**Task goal:** Show every line of the records that contains the string "stone", matching case exactly.

....

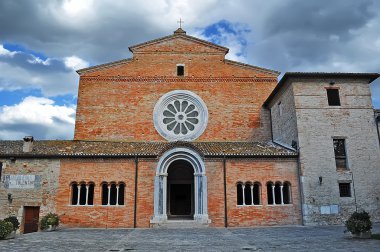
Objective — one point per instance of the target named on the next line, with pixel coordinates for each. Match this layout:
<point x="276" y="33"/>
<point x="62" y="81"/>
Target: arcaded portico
<point x="161" y="184"/>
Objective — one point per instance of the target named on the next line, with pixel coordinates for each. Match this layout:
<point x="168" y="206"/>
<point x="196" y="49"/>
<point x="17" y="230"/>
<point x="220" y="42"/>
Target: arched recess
<point x="200" y="184"/>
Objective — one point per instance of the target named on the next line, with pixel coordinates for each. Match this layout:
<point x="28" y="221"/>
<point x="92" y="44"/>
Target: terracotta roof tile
<point x="74" y="148"/>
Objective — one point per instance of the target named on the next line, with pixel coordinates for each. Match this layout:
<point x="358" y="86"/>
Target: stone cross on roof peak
<point x="180" y="30"/>
<point x="180" y="23"/>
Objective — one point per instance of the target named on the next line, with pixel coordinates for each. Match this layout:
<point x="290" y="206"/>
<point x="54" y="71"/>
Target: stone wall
<point x="284" y="120"/>
<point x="42" y="192"/>
<point x="318" y="123"/>
<point x="123" y="170"/>
<point x="117" y="102"/>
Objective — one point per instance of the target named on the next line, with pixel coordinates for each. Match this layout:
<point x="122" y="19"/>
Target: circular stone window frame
<point x="181" y="95"/>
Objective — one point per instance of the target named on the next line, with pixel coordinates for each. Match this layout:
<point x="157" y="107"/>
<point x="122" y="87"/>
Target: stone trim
<point x="178" y="79"/>
<point x="185" y="133"/>
<point x="200" y="185"/>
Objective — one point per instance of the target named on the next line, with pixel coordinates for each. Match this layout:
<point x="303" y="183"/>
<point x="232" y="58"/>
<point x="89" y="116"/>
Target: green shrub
<point x="49" y="219"/>
<point x="359" y="222"/>
<point x="14" y="221"/>
<point x="6" y="228"/>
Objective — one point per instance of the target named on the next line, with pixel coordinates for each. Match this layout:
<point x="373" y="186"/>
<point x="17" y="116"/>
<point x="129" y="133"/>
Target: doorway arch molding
<point x="200" y="184"/>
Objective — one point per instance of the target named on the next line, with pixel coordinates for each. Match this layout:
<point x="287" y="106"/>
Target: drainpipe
<point x="271" y="124"/>
<point x="377" y="118"/>
<point x="225" y="192"/>
<point x="135" y="206"/>
<point x="353" y="186"/>
<point x="300" y="185"/>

....

**In response:**
Target: stone cross on roof peak
Target: stone wall
Target: circular stone window frame
Target: stone trim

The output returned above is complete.